** Work to be completed **
Copy out the lines of the material below, starting at the line with "Where can the tail light be found here?" and ending at the line with "[[400, 193], [154, 199]]", both of those included, and output nothing else.

[Stored items from a collection]

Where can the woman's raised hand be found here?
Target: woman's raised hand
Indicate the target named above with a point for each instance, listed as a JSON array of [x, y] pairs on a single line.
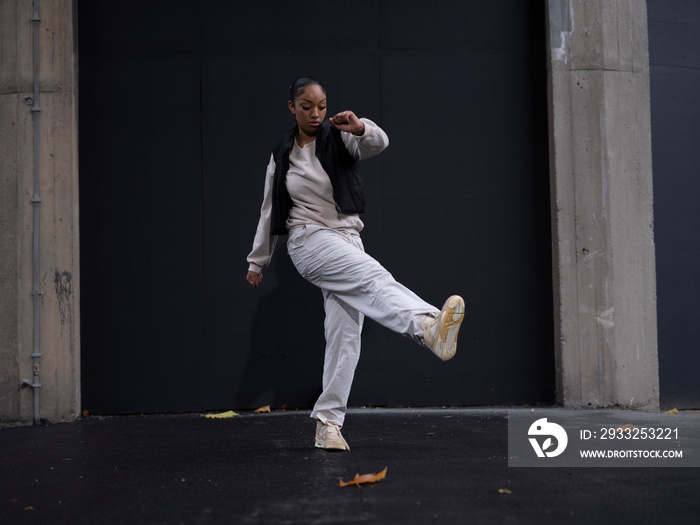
[[254, 278], [348, 121]]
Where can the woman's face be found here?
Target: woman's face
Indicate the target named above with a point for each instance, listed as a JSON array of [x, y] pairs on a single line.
[[309, 108]]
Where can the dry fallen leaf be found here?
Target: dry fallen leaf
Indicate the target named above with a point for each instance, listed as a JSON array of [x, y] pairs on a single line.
[[223, 415], [365, 478]]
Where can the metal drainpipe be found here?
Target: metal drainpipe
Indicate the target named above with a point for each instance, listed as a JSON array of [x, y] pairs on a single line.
[[36, 355]]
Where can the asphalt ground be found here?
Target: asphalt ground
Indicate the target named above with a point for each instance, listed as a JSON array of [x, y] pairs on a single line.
[[447, 466]]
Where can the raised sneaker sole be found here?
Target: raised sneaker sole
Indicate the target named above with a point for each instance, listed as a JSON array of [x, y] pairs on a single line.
[[449, 321]]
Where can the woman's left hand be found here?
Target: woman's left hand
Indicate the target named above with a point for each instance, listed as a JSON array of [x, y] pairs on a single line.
[[348, 121]]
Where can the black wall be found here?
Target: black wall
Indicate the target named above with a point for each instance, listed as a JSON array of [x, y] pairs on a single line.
[[180, 103], [674, 51]]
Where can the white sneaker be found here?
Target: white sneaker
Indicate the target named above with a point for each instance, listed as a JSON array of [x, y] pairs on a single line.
[[328, 436], [440, 333]]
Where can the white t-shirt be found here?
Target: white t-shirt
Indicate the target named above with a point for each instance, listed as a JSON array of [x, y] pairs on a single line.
[[311, 191]]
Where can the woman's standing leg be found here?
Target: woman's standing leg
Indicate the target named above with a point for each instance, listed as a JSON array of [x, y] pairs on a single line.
[[343, 329]]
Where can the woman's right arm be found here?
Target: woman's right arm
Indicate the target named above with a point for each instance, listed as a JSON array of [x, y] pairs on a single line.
[[264, 243]]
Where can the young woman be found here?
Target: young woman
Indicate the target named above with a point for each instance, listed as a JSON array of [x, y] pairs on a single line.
[[314, 193]]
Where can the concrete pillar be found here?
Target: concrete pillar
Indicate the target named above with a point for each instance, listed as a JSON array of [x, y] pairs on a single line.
[[59, 320], [601, 180]]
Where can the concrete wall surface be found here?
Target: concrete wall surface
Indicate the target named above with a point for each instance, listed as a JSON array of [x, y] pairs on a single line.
[[601, 179], [56, 189], [602, 196]]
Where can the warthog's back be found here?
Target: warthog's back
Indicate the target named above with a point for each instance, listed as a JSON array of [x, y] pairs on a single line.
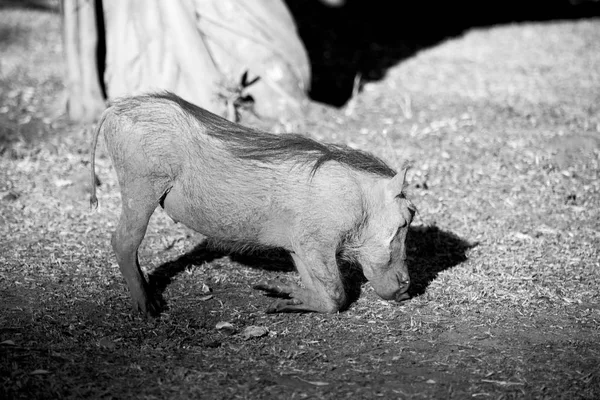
[[233, 183], [243, 187]]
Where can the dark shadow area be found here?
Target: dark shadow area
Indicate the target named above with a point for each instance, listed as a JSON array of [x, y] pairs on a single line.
[[270, 260], [367, 37], [430, 251]]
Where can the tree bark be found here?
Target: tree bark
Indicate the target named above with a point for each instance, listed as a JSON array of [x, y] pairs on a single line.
[[80, 39]]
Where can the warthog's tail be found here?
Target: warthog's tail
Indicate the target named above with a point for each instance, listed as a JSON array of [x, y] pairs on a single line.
[[93, 198]]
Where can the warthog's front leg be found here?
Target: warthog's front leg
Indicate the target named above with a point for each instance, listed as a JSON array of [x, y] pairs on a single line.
[[126, 240], [323, 292]]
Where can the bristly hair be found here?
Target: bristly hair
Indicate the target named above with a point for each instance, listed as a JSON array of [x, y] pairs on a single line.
[[251, 144]]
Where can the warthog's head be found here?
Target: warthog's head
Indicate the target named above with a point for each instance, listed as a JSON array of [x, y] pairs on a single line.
[[382, 248]]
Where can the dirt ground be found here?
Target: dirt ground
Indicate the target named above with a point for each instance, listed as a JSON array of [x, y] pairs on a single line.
[[502, 125]]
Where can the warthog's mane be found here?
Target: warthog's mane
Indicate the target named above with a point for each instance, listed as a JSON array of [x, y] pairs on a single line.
[[250, 144]]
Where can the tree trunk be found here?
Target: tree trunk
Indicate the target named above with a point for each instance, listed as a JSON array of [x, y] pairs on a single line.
[[80, 40]]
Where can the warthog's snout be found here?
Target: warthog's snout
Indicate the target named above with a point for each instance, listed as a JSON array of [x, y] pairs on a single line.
[[396, 290]]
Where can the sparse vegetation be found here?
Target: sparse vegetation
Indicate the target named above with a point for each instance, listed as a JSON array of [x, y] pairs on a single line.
[[502, 125]]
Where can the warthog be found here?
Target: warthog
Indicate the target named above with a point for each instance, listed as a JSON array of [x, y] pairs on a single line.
[[245, 188]]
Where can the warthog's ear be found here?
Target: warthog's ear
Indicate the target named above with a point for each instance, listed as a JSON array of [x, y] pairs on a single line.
[[396, 184]]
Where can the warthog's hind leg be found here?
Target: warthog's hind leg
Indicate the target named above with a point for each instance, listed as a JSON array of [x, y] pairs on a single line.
[[138, 206]]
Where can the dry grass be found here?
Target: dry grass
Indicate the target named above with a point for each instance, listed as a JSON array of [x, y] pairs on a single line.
[[504, 135]]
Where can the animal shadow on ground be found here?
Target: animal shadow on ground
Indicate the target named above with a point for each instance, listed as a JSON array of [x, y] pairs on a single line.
[[365, 38], [430, 251]]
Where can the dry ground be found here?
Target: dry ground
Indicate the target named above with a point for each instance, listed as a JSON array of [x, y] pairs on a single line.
[[502, 125]]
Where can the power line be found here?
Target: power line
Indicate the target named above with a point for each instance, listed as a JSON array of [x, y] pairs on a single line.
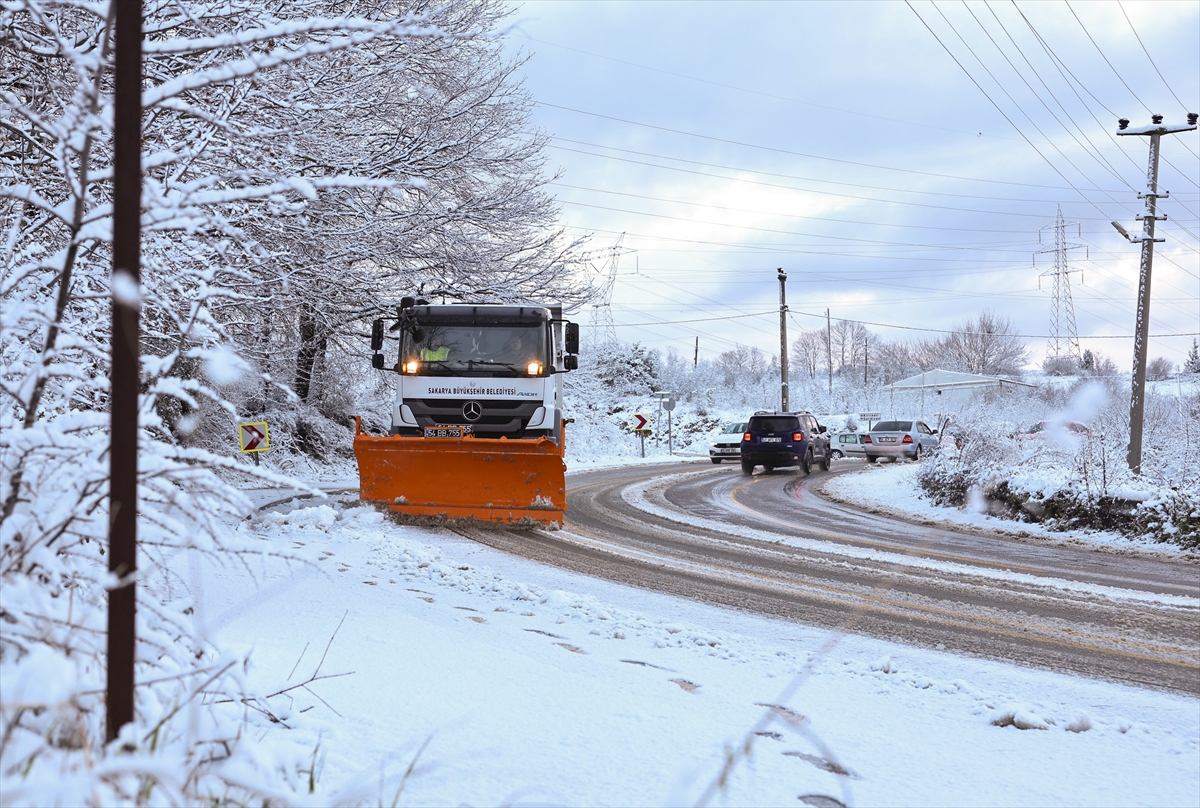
[[1123, 13], [833, 193], [743, 89], [1098, 156], [810, 156], [803, 179], [1048, 161], [1105, 59], [765, 213], [1020, 336]]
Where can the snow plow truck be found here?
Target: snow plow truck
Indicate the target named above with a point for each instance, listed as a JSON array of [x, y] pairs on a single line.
[[478, 429]]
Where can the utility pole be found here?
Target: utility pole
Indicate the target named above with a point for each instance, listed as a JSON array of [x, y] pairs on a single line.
[[783, 337], [1141, 331], [123, 503], [829, 346]]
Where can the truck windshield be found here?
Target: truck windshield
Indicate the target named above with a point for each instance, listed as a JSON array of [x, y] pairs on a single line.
[[491, 349]]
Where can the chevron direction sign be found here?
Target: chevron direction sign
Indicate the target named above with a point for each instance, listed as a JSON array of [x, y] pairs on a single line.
[[255, 437]]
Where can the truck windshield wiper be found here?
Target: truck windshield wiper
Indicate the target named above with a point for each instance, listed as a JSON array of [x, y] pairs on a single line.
[[444, 364]]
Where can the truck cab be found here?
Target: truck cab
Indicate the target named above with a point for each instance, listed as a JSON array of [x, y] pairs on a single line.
[[492, 370]]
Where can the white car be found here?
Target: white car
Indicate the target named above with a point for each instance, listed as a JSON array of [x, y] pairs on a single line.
[[847, 444], [727, 444]]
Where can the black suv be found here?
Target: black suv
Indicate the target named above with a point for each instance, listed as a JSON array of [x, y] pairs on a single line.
[[778, 440]]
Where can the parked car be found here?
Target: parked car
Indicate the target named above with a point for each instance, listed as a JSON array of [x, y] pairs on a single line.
[[779, 440], [727, 444], [911, 440], [847, 444]]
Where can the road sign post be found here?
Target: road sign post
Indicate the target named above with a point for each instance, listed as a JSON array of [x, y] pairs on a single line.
[[666, 401], [255, 437], [641, 428]]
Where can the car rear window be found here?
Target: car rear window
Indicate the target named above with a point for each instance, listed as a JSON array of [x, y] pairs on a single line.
[[779, 424]]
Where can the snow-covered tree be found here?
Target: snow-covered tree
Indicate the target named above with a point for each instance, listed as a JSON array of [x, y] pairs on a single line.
[[274, 204], [1192, 364]]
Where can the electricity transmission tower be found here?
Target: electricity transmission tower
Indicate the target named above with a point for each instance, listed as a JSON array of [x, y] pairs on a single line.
[[1063, 334], [603, 329]]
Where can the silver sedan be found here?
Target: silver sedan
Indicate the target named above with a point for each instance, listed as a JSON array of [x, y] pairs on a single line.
[[895, 440]]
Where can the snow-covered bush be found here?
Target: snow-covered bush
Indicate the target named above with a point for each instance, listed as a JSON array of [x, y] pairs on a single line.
[[1077, 478], [217, 168]]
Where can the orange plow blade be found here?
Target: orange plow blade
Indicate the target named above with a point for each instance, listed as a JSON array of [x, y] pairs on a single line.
[[490, 479]]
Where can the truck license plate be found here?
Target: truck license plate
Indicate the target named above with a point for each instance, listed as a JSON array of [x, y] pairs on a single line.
[[456, 431]]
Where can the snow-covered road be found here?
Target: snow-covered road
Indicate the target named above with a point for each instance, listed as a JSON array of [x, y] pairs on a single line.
[[537, 686], [767, 544]]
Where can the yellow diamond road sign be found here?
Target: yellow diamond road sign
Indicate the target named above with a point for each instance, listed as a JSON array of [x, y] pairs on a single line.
[[255, 437]]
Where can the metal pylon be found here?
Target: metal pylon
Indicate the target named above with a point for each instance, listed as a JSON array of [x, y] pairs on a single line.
[[1063, 335], [603, 329]]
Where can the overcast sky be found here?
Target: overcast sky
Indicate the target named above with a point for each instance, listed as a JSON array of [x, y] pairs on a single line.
[[843, 143]]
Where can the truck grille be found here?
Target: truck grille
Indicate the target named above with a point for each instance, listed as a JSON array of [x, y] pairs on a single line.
[[499, 417]]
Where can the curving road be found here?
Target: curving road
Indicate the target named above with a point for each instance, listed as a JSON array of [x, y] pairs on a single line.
[[773, 545]]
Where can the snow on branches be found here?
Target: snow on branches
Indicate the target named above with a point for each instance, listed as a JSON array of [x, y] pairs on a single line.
[[295, 160]]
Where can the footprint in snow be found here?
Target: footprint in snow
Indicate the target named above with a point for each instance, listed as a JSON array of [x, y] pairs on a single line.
[[821, 800], [645, 664]]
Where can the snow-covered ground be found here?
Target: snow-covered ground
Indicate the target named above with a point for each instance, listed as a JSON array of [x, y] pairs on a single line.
[[531, 686], [893, 489]]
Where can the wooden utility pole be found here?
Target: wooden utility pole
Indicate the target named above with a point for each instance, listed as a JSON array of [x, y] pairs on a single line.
[[783, 337], [829, 347], [1141, 329], [123, 519]]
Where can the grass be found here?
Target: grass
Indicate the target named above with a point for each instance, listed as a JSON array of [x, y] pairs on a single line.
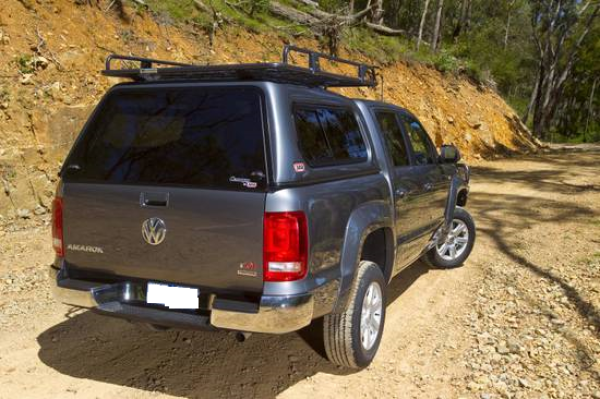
[[252, 16], [25, 64], [382, 49]]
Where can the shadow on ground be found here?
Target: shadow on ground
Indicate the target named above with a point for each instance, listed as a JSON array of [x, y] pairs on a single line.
[[192, 363], [531, 210]]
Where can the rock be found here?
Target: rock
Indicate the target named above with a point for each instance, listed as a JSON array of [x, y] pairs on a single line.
[[40, 62], [513, 346], [39, 210], [23, 213], [502, 349], [4, 38], [26, 79]]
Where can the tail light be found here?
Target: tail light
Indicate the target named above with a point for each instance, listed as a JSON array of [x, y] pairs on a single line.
[[57, 227], [285, 246]]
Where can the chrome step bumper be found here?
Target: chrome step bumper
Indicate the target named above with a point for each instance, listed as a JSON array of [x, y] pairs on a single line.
[[276, 314]]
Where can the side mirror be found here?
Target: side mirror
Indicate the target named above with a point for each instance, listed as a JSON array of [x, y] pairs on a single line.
[[449, 154]]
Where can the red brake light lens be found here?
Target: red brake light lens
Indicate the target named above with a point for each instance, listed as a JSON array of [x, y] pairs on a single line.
[[57, 227], [285, 246]]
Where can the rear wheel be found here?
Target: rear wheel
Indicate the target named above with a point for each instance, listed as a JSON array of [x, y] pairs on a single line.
[[456, 248], [352, 337]]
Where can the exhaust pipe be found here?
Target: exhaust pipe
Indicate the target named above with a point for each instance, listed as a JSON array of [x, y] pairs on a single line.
[[242, 336]]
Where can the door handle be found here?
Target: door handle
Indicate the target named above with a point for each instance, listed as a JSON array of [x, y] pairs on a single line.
[[400, 193], [154, 199]]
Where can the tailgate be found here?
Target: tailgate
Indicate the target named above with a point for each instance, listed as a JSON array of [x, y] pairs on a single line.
[[209, 234], [168, 183]]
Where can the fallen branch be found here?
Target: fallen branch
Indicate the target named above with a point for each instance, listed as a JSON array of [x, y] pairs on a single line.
[[385, 30]]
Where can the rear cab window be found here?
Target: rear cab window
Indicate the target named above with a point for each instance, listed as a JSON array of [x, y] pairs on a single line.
[[393, 137], [423, 149], [207, 137], [329, 135]]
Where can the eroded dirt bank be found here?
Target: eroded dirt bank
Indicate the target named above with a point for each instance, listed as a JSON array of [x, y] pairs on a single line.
[[520, 320], [51, 53]]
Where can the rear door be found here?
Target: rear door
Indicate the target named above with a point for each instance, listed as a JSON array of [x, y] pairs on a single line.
[[433, 181], [406, 187], [168, 183]]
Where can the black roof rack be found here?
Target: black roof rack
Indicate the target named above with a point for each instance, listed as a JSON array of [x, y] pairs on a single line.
[[279, 72]]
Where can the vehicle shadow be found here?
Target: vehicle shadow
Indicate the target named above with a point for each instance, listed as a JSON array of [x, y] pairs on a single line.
[[192, 363], [530, 213]]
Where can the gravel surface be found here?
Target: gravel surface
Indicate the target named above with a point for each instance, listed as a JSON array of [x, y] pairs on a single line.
[[520, 320]]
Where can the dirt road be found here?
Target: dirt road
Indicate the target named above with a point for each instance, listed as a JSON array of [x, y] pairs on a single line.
[[520, 320]]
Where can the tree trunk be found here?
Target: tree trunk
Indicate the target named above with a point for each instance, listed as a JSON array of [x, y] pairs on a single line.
[[462, 18], [378, 12], [507, 31], [422, 24], [556, 67], [437, 29], [590, 109], [508, 20], [533, 97]]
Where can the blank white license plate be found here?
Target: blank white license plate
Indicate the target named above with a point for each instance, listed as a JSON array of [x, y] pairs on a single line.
[[172, 296]]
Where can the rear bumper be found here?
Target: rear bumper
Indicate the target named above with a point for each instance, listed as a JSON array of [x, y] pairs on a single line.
[[276, 314]]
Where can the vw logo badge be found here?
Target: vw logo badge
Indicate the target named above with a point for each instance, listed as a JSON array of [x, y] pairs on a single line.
[[154, 231]]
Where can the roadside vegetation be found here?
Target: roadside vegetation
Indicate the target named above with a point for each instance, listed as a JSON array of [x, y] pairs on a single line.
[[543, 56]]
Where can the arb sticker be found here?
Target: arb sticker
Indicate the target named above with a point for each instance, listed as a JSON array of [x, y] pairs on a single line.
[[299, 167]]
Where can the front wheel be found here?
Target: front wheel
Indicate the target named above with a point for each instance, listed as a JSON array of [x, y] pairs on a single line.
[[352, 337], [456, 248]]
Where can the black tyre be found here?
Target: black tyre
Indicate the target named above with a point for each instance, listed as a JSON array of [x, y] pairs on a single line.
[[352, 337], [458, 245]]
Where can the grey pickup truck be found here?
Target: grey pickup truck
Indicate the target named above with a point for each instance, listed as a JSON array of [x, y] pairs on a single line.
[[250, 198]]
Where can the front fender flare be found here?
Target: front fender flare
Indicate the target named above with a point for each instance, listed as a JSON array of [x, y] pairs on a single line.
[[363, 220]]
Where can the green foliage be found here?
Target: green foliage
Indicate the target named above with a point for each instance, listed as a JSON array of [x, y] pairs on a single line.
[[492, 43], [25, 63]]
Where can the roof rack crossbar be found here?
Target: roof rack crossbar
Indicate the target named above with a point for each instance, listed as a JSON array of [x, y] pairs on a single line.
[[283, 72], [145, 63], [366, 73]]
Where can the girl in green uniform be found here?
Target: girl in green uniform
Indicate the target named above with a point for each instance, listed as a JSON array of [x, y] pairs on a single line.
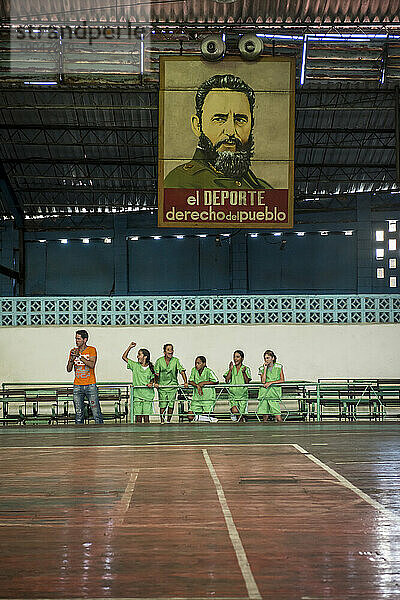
[[203, 399], [166, 370], [143, 376], [238, 396], [269, 395]]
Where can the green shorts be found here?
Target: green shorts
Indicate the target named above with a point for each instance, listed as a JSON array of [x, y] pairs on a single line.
[[166, 398], [142, 407], [241, 405], [201, 406]]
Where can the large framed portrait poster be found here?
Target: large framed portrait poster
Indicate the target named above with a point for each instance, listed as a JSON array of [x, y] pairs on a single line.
[[226, 143]]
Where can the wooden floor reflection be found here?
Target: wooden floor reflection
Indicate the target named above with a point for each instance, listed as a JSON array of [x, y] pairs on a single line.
[[292, 512]]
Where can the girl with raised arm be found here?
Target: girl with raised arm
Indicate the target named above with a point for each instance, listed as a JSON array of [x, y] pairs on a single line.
[[142, 376]]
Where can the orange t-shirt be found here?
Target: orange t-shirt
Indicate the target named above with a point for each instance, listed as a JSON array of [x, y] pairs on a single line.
[[84, 375]]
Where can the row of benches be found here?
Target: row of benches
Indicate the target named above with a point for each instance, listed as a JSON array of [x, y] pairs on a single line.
[[53, 404], [343, 399]]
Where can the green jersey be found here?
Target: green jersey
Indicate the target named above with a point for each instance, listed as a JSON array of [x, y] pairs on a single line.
[[273, 374], [208, 392], [168, 373], [141, 376], [237, 378]]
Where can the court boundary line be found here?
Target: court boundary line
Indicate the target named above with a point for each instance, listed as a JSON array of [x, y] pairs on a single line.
[[347, 484], [141, 446], [251, 585], [126, 498]]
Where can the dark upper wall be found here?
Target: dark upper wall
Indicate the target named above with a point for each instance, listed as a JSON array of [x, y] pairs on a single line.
[[230, 262]]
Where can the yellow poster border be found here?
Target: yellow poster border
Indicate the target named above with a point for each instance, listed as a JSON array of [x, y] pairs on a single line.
[[195, 225]]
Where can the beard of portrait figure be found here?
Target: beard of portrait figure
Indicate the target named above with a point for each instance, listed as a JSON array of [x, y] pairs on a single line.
[[230, 164]]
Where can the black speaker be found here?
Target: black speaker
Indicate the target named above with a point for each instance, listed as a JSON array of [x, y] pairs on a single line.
[[250, 46], [213, 47]]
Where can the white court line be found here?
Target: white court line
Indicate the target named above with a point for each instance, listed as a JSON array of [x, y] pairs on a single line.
[[133, 447], [252, 589], [126, 498], [347, 484], [142, 598]]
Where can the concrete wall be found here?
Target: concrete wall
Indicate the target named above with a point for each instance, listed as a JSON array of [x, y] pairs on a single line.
[[39, 354]]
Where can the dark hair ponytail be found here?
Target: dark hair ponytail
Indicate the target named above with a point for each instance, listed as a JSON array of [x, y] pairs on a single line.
[[146, 353], [270, 353]]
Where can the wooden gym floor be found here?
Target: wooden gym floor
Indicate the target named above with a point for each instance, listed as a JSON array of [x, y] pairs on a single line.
[[299, 511]]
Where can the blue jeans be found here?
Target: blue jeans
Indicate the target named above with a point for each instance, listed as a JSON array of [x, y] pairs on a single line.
[[90, 392]]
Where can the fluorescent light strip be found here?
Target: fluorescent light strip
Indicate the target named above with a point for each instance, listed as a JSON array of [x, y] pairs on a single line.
[[40, 82]]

** Correct result **
Where can the tail light be found here?
Target: tail light
Indicate the target named above with a point for each instance, listed as a JSON array of [x, y] pairs on a single line.
[[57, 227], [285, 246]]
Where can the chrome step bumper be found here?
Target: chrome step bumper
Indicate the target named above with a point for each instance, listed as a JSON array of [x, y] pairs on a single line.
[[276, 314]]
Where can the side mirror be found here?
Target: side mirror
Indicate the target named above with a point for each instance, listed as a JSON array of [x, y] pairs on a single line.
[[449, 154]]
Where can the red brake light lens be found here?
Target: red brake light lens
Indicate the target named above with a point for each instance, listed as a JSON array of [x, y] pairs on a single line.
[[57, 227], [285, 246]]
Where can the rear wheel be found here?
Target: rear wheel
Indicate the target named above with a point for each instance, listed as a JSON array of [x, y] pairs on a single line.
[[456, 248], [352, 337]]
Where can the exhaust pipe be found here?
Target: exhaust pipe
Indicate the target named above with a point for each instance, listed as a JSON array of [x, y] pairs on a single line.
[[242, 336]]
Where can the door handle be found here?
Target: door handle
Indicate the target named above with a point for each instance, listed as a JSON array of [x, y] pairs on a single line.
[[400, 193], [154, 199]]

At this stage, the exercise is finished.